Goal ::
From the material below, lay out the stretch from the line containing "Where can you spot the flooded" through the line containing "211], [194, 243]]" as a numbered list, skipping any blank lines.

Supplied data ::
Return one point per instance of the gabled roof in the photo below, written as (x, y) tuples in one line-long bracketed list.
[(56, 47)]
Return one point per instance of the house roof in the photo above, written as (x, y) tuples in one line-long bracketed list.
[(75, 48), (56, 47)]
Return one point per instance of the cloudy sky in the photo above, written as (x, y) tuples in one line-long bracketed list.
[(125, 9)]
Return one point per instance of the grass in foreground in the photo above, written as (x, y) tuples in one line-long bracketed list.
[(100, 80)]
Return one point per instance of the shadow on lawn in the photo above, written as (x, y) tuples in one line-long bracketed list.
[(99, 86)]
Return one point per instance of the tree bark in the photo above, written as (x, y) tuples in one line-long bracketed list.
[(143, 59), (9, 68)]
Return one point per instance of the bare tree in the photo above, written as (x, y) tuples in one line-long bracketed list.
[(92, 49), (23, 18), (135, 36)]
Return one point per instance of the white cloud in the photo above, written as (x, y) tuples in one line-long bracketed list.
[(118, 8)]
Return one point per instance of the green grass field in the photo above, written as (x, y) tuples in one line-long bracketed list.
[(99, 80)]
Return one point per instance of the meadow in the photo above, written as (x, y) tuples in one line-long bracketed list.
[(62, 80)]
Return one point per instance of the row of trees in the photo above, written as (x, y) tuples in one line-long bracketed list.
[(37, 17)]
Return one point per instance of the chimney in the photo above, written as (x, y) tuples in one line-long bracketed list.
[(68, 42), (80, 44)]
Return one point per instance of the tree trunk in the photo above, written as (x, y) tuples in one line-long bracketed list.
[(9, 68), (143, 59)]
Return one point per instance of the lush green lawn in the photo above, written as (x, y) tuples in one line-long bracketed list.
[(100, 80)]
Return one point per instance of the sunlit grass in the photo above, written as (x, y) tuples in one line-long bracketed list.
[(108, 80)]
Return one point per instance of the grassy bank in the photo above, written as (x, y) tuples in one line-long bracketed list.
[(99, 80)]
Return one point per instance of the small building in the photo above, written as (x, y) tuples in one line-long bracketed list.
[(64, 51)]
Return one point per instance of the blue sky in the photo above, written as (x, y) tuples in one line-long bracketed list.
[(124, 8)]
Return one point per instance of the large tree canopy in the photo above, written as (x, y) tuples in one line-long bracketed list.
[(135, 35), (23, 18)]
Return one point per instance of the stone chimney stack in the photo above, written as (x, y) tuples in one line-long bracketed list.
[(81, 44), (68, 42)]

...

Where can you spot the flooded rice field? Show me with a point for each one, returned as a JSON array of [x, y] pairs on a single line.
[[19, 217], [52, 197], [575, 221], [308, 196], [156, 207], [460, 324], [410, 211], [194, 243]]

* * *

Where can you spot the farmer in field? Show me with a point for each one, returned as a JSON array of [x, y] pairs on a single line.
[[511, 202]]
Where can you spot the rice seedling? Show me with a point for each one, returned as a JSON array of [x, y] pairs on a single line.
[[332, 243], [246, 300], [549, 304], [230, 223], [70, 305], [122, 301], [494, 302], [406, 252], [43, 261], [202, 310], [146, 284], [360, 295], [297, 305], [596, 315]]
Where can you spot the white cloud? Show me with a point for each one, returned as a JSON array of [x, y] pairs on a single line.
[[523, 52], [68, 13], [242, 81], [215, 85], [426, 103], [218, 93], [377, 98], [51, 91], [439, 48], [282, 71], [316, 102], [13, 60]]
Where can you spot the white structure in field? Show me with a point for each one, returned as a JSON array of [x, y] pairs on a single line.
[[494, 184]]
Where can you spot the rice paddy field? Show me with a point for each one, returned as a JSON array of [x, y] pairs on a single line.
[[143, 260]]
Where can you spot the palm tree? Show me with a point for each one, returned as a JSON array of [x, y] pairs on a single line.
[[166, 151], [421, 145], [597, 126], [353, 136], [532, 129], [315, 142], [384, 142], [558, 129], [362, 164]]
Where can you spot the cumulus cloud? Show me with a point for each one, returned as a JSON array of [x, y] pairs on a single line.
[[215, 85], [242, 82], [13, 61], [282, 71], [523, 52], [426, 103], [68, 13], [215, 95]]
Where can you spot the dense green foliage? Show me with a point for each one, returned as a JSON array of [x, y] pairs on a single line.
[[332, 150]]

Response below ::
1. Where can you spot the flooded rice field? Show me with a point for each one, returned as a JSON array of [x, y] pairs on a single line.
2. [[19, 217], [52, 197], [575, 221], [308, 196], [156, 207], [460, 324], [410, 211], [194, 243]]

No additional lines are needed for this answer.